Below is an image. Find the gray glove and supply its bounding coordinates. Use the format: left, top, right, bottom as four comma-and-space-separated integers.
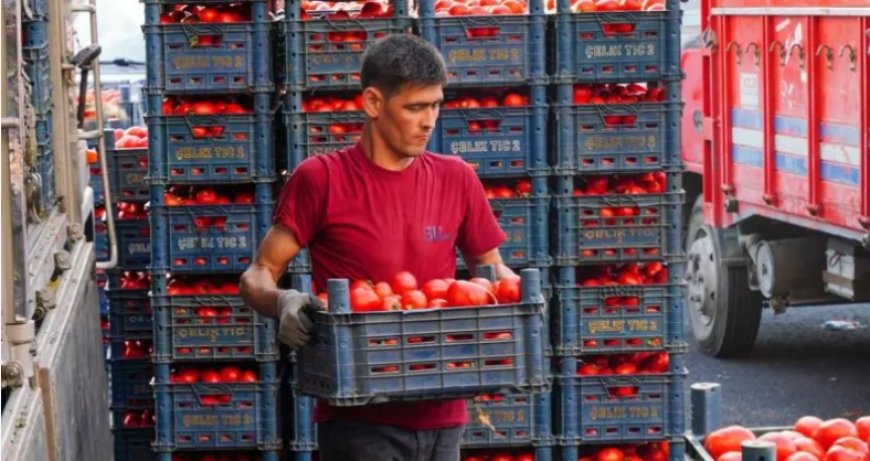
278, 290, 323, 350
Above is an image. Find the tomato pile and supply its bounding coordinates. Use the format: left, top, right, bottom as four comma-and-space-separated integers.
299, 0, 395, 21
121, 408, 157, 429
574, 83, 667, 105
577, 442, 670, 461
121, 339, 154, 359
160, 2, 251, 24
161, 96, 251, 115
577, 261, 668, 287
577, 352, 670, 376
483, 179, 532, 199
704, 416, 870, 461
336, 271, 520, 312
564, 0, 665, 13
462, 451, 535, 461
116, 202, 150, 221
172, 453, 260, 461
112, 126, 148, 148
450, 88, 529, 109
113, 271, 151, 290
163, 186, 254, 206
166, 275, 239, 296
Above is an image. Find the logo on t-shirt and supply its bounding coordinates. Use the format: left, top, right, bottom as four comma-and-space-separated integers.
423, 226, 452, 242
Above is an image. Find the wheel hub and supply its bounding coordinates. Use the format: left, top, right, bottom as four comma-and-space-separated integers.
686, 230, 718, 339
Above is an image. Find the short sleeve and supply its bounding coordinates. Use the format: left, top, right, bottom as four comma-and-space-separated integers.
456, 164, 507, 256
273, 157, 328, 248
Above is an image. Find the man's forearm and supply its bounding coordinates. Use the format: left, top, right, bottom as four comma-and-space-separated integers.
239, 264, 281, 318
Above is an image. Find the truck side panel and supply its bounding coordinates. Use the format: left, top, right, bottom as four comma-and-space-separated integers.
704, 0, 870, 240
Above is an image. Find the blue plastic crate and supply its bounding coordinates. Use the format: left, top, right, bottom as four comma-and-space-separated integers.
429, 85, 548, 178
462, 392, 554, 448
106, 142, 148, 202
553, 354, 687, 445
109, 358, 154, 408
21, 42, 52, 116
106, 284, 154, 340
420, 14, 547, 86
553, 189, 683, 266
146, 107, 275, 183
143, 7, 274, 94
154, 363, 282, 451
114, 428, 157, 461
150, 184, 275, 272
549, 11, 680, 83
281, 111, 366, 172
94, 218, 151, 268
280, 17, 413, 91
553, 99, 680, 174
556, 438, 687, 461
153, 295, 278, 362
296, 269, 549, 406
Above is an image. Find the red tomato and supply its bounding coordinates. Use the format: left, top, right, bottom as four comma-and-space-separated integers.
221, 366, 242, 383
390, 271, 417, 294
422, 279, 449, 304
495, 275, 522, 304
372, 282, 393, 299
704, 425, 755, 459
200, 368, 221, 383
813, 418, 858, 448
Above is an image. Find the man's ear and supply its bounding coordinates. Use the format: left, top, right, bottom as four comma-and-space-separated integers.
362, 86, 386, 119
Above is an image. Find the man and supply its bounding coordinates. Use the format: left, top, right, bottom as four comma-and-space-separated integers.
241, 35, 513, 461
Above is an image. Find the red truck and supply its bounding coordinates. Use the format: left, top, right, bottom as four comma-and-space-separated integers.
681, 0, 870, 357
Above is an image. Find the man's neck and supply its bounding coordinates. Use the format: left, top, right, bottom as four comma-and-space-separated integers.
360, 124, 414, 171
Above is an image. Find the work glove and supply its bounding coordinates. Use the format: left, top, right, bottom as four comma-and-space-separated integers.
278, 290, 323, 350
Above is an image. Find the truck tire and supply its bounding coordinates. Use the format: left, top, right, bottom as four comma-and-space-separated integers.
686, 197, 762, 358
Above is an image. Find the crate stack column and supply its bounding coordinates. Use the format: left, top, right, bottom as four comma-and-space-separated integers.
144, 0, 282, 461
277, 0, 412, 461
419, 0, 553, 461
549, 0, 686, 461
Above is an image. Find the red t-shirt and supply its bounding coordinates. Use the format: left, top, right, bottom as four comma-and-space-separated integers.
275, 144, 506, 430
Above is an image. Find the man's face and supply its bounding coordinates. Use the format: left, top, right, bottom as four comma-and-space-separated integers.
372, 85, 444, 157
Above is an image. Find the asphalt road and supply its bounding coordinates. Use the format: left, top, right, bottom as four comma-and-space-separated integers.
685, 304, 870, 427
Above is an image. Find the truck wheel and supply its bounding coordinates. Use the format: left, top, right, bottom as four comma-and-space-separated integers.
686, 197, 761, 357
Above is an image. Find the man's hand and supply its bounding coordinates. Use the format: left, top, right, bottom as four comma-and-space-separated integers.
277, 290, 320, 350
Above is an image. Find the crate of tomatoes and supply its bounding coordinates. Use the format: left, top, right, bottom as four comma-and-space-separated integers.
154, 362, 282, 451
553, 350, 687, 444
146, 93, 275, 183
429, 85, 547, 178
552, 261, 682, 354
552, 172, 683, 265
152, 274, 278, 363
548, 0, 680, 82
419, 0, 547, 86
552, 83, 680, 174
151, 183, 274, 273
279, 0, 413, 91
296, 269, 549, 406
143, 0, 273, 93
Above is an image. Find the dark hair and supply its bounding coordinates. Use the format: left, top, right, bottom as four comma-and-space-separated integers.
360, 34, 447, 97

▶ _Aim of the exercise_
Reproduce all of the data above word for word, from the first line to the last, and leave the pictures out.

▶ _Output below_
Below is an image. Find the gray glove and supply its bounding coordinates. Use the format: left, top, right, bottom as four comma-and-space-separated integers.
278, 290, 323, 350
Above is an image. Find the tomato pile and supply its bounding coordinates. Use the format: left, top, right, bottom as four comma-and-space-separated integers.
299, 0, 395, 21
121, 408, 157, 429
574, 83, 667, 105
577, 442, 670, 461
121, 339, 154, 359
160, 2, 251, 24
161, 96, 251, 115
577, 261, 668, 287
577, 352, 670, 376
483, 179, 532, 199
704, 416, 870, 461
336, 271, 520, 312
564, 0, 665, 13
462, 451, 535, 461
116, 202, 150, 221
172, 453, 260, 461
112, 126, 148, 148
450, 88, 529, 109
113, 271, 151, 290
163, 186, 254, 206
166, 275, 239, 296
Above is an image. Find the logo on t-shirt and supply its bounding coordinates. Use the format: left, top, right, bottom as four comma-and-space-separated integers.
423, 226, 452, 242
Above is an image. Find the wheel hub and supply its bounding coordinates. Use the format: left, top, right, bottom as four comma-and-space-separated integers.
686, 230, 718, 339
Above is an image. Find the short sleeve and supply its bounding coordinates. Use the format: left, top, right, bottom as four comma-and-space-separated integers.
456, 164, 507, 256
273, 157, 328, 248
Above is an image. Find the man's forearm and supply its bounding coordinates. Use the format: left, top, right, bottom as four comma-and-space-separated integers.
239, 264, 281, 318
Above is an image. Find the truck side panel and supply its bounding coordinates. Use the format: left, top, right, bottom as four comma-and-space-separated integers.
704, 0, 870, 240
Above is an image. Find the blue plastic crate and supply its bounding coordinates. Use the format: left, top, right, bottom as four comma-and-space-separated integers.
429, 85, 548, 178
462, 392, 554, 448
106, 142, 148, 202
553, 354, 687, 445
109, 358, 154, 408
21, 42, 52, 116
106, 284, 154, 340
420, 14, 547, 86
553, 189, 683, 266
146, 107, 275, 183
143, 7, 274, 94
154, 363, 282, 451
114, 428, 157, 461
150, 184, 275, 272
549, 11, 680, 83
281, 111, 366, 172
94, 218, 151, 268
280, 17, 413, 91
553, 99, 680, 174
556, 438, 687, 461
153, 295, 278, 362
296, 269, 549, 406
Above is an image. Find the red tomato and supply its bounding coordinates. Use the format: left, top, right, bottom as four comma-and-space-separated integers.
221, 366, 242, 383
390, 271, 417, 294
422, 279, 449, 304
495, 275, 522, 304
372, 282, 393, 299
704, 425, 755, 459
200, 368, 221, 383
813, 418, 858, 448
Above is an image. Find the man's ear and supply its bounding coordinates. Use the format: left, top, right, bottom as four comma-and-space-separated integers.
362, 86, 386, 119
Above is an image. Find the man and supply its bounding coordinates. Use the format: left, top, right, bottom as four comma-and-space-separated integers.
241, 35, 513, 461
Above is an image. Find the red truck and supply its bounding coordinates. Use the format: left, top, right, bottom as four comma-and-space-separated integers.
681, 0, 870, 357
Above is an image. Find the man's neck and supply its bounding coordinates. Use the format: left, top, right, bottom as four comma-and-space-separated integers.
360, 124, 414, 171
Above is an image. Find the work glove and supply its bounding coordinates. Use the format: left, top, right, bottom as four comma-and-space-separated integers.
278, 290, 323, 350
Above is an image. Find the truck tire and supply its bounding coordinates. Use the format: left, top, right, bottom as four comma-and-space-separated integers.
686, 197, 762, 358
Above is an image. Find the crate stack column and supply its bounding coordinates. Use the format: left, top, right, bottom as four comma-and-space-separated integers.
144, 0, 282, 461
277, 0, 412, 461
419, 0, 553, 461
549, 0, 686, 461
Above is an image. Find the red t-shirt and supply its bounding coordinates. Use the format: left, top, right, bottom as four comma-and-space-separated integers.
275, 144, 506, 430
Above is an image. Find the man's face and supply its bounding coordinates. Use the format: left, top, right, bottom as four comma-and-space-separated integers.
372, 85, 444, 157
Above is an image. Find the asphalt road and supply its bounding coordinates. Use the format: left, top, right, bottom as four comma-and-space-separated integers.
685, 304, 870, 427
Above is an image. Find the truck wheel and supply its bounding coordinates. Use the format: left, top, right, bottom as four comma-and-space-separated integers.
686, 197, 761, 357
Above is an image. Find the man's hand and supply its bounding coordinates. Use the format: left, top, right, bottom as four comma-and-space-separated integers.
277, 290, 320, 350
Above is an image. Find the crate of tomatoes and supply its bounding coordinates. Use the format: left, top, right, bottom as four comma-and-space-separated integers.
154, 362, 282, 451
553, 350, 687, 444
146, 93, 275, 183
429, 85, 547, 178
552, 261, 682, 354
552, 172, 683, 265
152, 274, 278, 363
548, 0, 680, 82
419, 0, 547, 86
552, 83, 680, 174
151, 183, 274, 273
279, 0, 413, 91
296, 269, 549, 406
143, 0, 273, 93
Above is an image. Find the dark hair and supply its bounding coordinates. Use the format: left, top, right, bottom as four comma-and-space-separated integers.
360, 34, 447, 97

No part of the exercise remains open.